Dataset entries
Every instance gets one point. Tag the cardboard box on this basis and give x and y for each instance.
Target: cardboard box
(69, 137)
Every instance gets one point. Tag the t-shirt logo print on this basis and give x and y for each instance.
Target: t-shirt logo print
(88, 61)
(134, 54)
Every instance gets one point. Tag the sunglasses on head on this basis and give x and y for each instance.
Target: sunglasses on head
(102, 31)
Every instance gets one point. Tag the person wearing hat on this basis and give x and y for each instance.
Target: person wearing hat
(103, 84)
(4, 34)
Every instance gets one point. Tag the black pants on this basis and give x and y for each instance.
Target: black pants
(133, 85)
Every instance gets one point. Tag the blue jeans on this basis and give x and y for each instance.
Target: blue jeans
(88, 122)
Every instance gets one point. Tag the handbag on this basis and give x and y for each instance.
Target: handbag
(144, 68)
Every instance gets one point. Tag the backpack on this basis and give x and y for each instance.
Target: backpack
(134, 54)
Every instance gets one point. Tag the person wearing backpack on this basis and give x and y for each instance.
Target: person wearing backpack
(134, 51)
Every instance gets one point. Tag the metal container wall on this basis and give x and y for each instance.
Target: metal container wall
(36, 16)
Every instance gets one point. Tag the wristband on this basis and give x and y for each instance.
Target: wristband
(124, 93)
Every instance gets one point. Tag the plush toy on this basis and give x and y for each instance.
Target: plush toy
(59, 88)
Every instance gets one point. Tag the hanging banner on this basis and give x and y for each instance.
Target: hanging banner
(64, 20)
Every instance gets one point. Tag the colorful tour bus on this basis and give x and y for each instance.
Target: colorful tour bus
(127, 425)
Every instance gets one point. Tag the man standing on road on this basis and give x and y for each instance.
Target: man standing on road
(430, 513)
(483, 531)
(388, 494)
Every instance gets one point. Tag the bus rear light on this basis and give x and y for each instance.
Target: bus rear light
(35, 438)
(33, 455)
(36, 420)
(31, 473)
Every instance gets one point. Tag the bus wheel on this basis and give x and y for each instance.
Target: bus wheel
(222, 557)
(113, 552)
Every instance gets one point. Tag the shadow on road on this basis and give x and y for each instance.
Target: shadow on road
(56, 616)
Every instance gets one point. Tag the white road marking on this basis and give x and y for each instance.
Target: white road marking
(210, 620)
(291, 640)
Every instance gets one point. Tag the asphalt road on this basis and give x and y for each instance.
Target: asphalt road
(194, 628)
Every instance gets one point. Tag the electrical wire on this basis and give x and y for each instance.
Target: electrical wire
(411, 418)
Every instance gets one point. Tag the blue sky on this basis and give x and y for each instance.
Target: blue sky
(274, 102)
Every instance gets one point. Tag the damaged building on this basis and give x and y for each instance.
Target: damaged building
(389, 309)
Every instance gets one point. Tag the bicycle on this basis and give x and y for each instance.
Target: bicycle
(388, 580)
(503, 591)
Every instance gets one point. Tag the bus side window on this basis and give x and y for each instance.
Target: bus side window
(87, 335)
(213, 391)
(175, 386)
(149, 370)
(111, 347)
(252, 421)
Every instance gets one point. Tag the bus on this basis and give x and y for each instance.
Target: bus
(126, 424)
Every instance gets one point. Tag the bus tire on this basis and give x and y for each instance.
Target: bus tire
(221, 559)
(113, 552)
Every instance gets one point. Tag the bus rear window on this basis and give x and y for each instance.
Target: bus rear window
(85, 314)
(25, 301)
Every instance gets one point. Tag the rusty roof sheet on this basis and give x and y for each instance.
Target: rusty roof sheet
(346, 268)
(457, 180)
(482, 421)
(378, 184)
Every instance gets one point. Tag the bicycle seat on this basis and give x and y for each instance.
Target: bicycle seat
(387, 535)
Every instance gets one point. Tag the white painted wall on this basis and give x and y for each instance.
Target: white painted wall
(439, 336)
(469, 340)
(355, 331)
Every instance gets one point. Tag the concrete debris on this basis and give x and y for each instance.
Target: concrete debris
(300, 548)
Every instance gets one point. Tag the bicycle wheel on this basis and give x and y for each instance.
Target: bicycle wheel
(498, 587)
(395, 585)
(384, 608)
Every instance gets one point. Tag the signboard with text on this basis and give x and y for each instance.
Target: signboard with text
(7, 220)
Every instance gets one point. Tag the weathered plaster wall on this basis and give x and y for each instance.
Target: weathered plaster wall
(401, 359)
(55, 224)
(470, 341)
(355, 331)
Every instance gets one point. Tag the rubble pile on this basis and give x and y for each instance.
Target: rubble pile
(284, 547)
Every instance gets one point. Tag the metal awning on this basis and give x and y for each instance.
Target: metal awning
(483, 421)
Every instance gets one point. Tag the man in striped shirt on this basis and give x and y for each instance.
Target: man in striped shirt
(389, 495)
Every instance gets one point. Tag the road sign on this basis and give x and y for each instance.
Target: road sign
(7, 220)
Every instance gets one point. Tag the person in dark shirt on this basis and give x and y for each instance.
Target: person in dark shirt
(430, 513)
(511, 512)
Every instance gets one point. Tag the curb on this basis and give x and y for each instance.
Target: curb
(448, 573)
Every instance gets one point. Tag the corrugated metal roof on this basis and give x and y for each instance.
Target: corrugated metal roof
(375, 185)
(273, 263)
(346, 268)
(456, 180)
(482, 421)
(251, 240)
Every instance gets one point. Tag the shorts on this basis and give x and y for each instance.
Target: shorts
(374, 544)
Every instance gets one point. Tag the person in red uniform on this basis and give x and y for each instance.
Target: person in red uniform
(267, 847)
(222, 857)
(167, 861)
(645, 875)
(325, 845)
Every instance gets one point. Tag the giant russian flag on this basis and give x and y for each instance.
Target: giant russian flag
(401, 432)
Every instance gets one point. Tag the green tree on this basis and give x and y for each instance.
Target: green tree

* **EXERCISE AIM**
Each record is to be reproduced exactly as it appears.

* **SOLUTION FOR THIS EXERCISE**
Every instance gets one point. Tag the cardboard box on this basis and give x and y for each instance.
Target: cardboard box
(69, 137)
Every instance gets one point. Tag the t-shirt logo print on this basis and give x and y for each instance.
Target: t-shirt logo print
(88, 61)
(134, 54)
Every instance gets one point. Tag the sunglasses on head on this basis and give x and y for each instance.
Target: sunglasses on head
(102, 31)
Every instance gets one point. Tag the person wearing hat on this basis and give x and y for each instance.
Target: person wearing hat
(103, 84)
(4, 34)
Every instance gets one point. Tag the black pants on this basis and give x and y for each instance.
Target: black pants
(133, 85)
Every instance gets one point. Tag the blue jeans on this basis and give x and y for each instance.
Target: blue jeans
(88, 122)
Every instance gets one point. Tag the handbag on this basis and give x and y for each instance.
Target: handbag
(144, 68)
Every instance gets one point. Tag the backpack on this basis and give x and y for each instance.
Target: backpack
(134, 54)
Every instance gets one point. Tag the person wearing backpack on this basis and give x and y for each instance.
Target: person wearing backpack
(134, 51)
Every instance gets one point. Tag the metal container wall on this basis and give x and y for each instance.
Target: metal container wall
(36, 16)
Every instance gets one point. Tag the wristband on this basis and give x and y for each instance.
Target: wristband
(124, 93)
Every instance gets one point. Tag the plush toy on this basis and give x and y for each instance.
Target: plush toy
(59, 88)
Every instance gets one point. Tag the hanging banner on this basis and give x and y for each instance.
Target: hanging banner
(64, 20)
Every instance gets one point. Tag the colorful tour bus on this basis and give x and y for each instance.
Target: colorful tour bus
(127, 425)
Every instance gets one point. Tag the man standing on road on this basis and give x and y for each instance.
Target: man standing on road
(430, 513)
(483, 531)
(388, 494)
Every instance gets one point. Tag the bus rear light on this basis and give x and y for each instance.
Target: bus rear light
(35, 438)
(33, 455)
(36, 420)
(31, 473)
Every instance gets one point. Tag the bus wheel on this basis and give x and y for each instance.
Target: bus wheel
(222, 557)
(113, 552)
Every instance gets one point. Tag the shadow on road on this basis and give x and y for each instance.
Target: shadow on road
(56, 616)
Every instance gets one point. Tag the white road marking on this basis and give x and y for each instance.
Target: white road marking
(210, 620)
(291, 640)
Every instance gets one point. Tag the asphalt road on this basis and give x and y for each instance.
Target: asphalt road
(194, 628)
Every instance gets one point. Tag the electrical wire on this basis and give x and y for each instance.
Target: electrical wire
(411, 418)
Every instance gets one point. Tag the blue sky on this basis and give x and y for each instance.
Target: blue sky
(274, 102)
Every instance gets one point. Tag the damaged building on this basis and give x and y for each instance.
Target: damaged building
(389, 309)
Every instance gets one point. Tag the bicycle on this basis and give x and y for each instance.
Target: bicycle
(388, 580)
(503, 591)
Every instance gets one point. Tag the bus side window on this basis and give x and y for each instance.
Target: bus side window
(87, 335)
(213, 391)
(175, 386)
(149, 370)
(111, 347)
(252, 421)
Every instance gets one point. Tag the bus on this basis and give x and y for each instance.
Target: bus
(126, 424)
Every instance gets one point. Tag the bus tire on this basis and give x and y for each instance.
Target: bus tire
(221, 559)
(113, 552)
Every instance gets one point. Tag the bus rear window on this basis and give x and y for each instance.
Target: bus rear window
(85, 314)
(25, 301)
Every instance gets one point. Tag the rusty roof sheet on this basis and give x and y for each instance.
Target: rusty roof sheet
(346, 268)
(457, 180)
(482, 421)
(378, 184)
Every instance gets one point. Tag the bicycle seat on this basis and give x and y for each instance.
Target: bicycle seat
(387, 535)
Every instance gets one point. Tag the white painted wall on this basis and give x and y for each instance.
Target: white painted wall
(439, 336)
(469, 340)
(355, 331)
Every instance gets one point. Tag the concrete debris on this basis and give x and y for each instance.
Target: concrete debris
(300, 548)
Every instance gets one point. Tag the bicycle wheel on this basis and give x and y for each instance.
Target: bicycle wheel
(498, 587)
(395, 585)
(384, 608)
Every instance gets one point. Tag the signboard with text on this basis and give x and y for each instance.
Target: signboard with text
(7, 220)
Every instance gets one point. Tag the weathered plaster wall on this basis and give x and y for each instance.
Target: weathered plaster wall
(401, 359)
(55, 224)
(470, 341)
(355, 331)
Every instance gets one point. Tag the rubble pile on this basis and give x and y for each instance.
Target: rubble pile
(284, 547)
Every instance gets one point. Tag the metal awning on this basis and give x and y for each instance.
Target: metal awning
(483, 421)
Every instance gets one point. Tag the man in striped shirt on this basis and give x and y for each instance.
Target: man in striped shirt
(389, 495)
Every instance gets one point. Tag the road sign on this basis and give x and y for each instance.
Target: road sign
(7, 220)
Every instance gets one point. Tag the person in dark shirt on this basis and give x and y for each instance.
Target: person in dark shirt
(430, 513)
(511, 512)
Every instance gets one point. Tag the curb on this basis and give x and y for each instance.
Target: curb
(448, 573)
Every instance gets one point. Tag the corrugated metal roof on this basis and give x and y for each instance.
Target: corrugated metal roof
(375, 185)
(273, 263)
(346, 268)
(456, 180)
(482, 421)
(251, 240)
Every instance gets one point. Tag the shorts on this basis and give x and y for each instance.
Target: shorts
(374, 544)
Every instance gets one point. Tag the person in red uniform on this basis and give x and y for each instance.
Target: person in red uniform
(267, 847)
(222, 857)
(167, 861)
(645, 875)
(325, 845)
Every instance gets one point. Tag the giant russian flag on this basis and give x and y for each instance.
Target: giant russian flag
(401, 432)
Every instance gets one point. Tag the green tree on this basis and give x and y for each instance.
Target: green tree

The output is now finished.